━━━━━ Text ━━━━━

# hedgehog dose not taste good!



## cthom (Nov 15, 2011)

so i was giving dini some kisse's during our cuddle time and he stuck his snout in my mouth!
BLEH!!! he tasted kinda like flaxseed :?


----------



## greenbeansrabbitry (Sep 10, 2008)

Lol! :lol: That would have been funny to see. The only ones I trust to give kisses to is Isabella and Scarlett, sometimes Charlie but then he huffs at me like "Gross, quit it!" Isabella and her daughter (Scarlett) just look at me like "Weirdo"


----------



## Kalandra (Aug 25, 2008)

It could have been a lot worse.....hedgie feet!

:shock:


----------



## cthom (Nov 15, 2011)

━━━━━

## Brief A
In the hedgehog thread, what did cthom say Dini tasted kind of like?
## Brief B
Retype the hedgehog thread from "Lol! :lol: That" up to and including "(Aug 25, 2008)".
## Brief C
Write what comes next in the hedgehog thread, picking up from its last line.
The listing after this has nothing to do with the hedgehog thread.

━━━━━ Entries shown ━━━━━

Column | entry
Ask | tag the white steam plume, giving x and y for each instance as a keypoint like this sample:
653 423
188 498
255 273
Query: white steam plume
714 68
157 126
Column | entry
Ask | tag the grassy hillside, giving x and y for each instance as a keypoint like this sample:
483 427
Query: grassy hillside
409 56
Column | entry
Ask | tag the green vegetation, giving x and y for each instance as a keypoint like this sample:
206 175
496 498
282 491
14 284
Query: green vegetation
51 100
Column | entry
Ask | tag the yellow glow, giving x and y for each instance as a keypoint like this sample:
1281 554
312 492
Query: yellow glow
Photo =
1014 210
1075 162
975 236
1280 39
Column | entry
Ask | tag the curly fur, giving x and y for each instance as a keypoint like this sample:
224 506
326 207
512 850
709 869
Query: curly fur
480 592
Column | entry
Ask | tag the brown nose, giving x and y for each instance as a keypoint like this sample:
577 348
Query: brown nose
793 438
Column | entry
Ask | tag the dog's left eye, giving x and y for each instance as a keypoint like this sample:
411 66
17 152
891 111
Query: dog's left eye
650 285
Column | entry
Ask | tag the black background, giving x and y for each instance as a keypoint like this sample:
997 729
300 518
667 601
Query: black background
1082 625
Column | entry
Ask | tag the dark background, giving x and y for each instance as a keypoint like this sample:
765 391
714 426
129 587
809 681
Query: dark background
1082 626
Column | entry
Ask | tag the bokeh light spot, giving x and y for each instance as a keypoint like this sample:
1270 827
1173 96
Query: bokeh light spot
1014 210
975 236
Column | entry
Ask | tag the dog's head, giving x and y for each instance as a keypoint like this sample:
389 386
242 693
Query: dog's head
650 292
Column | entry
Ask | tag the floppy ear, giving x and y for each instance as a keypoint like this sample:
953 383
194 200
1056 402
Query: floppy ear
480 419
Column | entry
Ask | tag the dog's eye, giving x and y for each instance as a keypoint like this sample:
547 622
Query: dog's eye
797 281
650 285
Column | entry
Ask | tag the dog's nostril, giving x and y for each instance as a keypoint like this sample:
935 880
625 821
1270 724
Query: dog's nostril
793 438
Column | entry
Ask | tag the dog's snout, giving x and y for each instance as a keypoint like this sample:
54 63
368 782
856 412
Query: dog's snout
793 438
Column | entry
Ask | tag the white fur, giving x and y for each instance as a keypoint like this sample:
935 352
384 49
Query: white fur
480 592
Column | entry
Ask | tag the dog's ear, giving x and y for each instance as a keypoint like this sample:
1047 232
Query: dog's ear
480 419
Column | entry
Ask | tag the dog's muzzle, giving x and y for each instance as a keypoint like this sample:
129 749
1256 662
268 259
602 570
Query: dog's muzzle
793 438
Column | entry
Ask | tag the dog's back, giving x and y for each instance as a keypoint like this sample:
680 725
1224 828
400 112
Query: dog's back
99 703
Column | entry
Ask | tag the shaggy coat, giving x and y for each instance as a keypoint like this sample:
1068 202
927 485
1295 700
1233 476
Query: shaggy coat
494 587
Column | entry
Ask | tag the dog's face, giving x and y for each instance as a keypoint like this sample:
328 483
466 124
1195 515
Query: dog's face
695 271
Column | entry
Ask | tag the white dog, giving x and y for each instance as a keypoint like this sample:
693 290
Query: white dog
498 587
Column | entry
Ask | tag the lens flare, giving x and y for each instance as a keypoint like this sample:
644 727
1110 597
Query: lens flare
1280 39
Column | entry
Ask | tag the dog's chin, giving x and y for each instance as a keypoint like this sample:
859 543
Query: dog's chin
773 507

━━━━━

## Exercise output A
Flaxseed.

## Exercise output B
Lol! :lol: That would have been funny to see. The only ones I trust to give kisses to is Isabella and Scarlett, sometimes Charlie but then he huffs at me like "Gross, quit it!" Isabella and her daughter (Scarlett) just look at me like "Weirdo"


----------



## Kalandra (Aug 25, 2008)

## Exercise output C
oh god, im glad i dont get feet in my mouth, when i try to kiss him sometimes he pushes his feet in my face to be like "eeeeee stop it!!"


----------



## nualasmom (Nov 13, 2011)

Awwww. I love giving little Nuala kisses. It's funny cuz sometimes she'll just be still n let me n then other times she moves around as if to say "mommmyy!!! Stop it!". Lol


----------



## jerseymike1126 (Jan 20, 2011)

you not worried about getting several quills jabbed into your lip?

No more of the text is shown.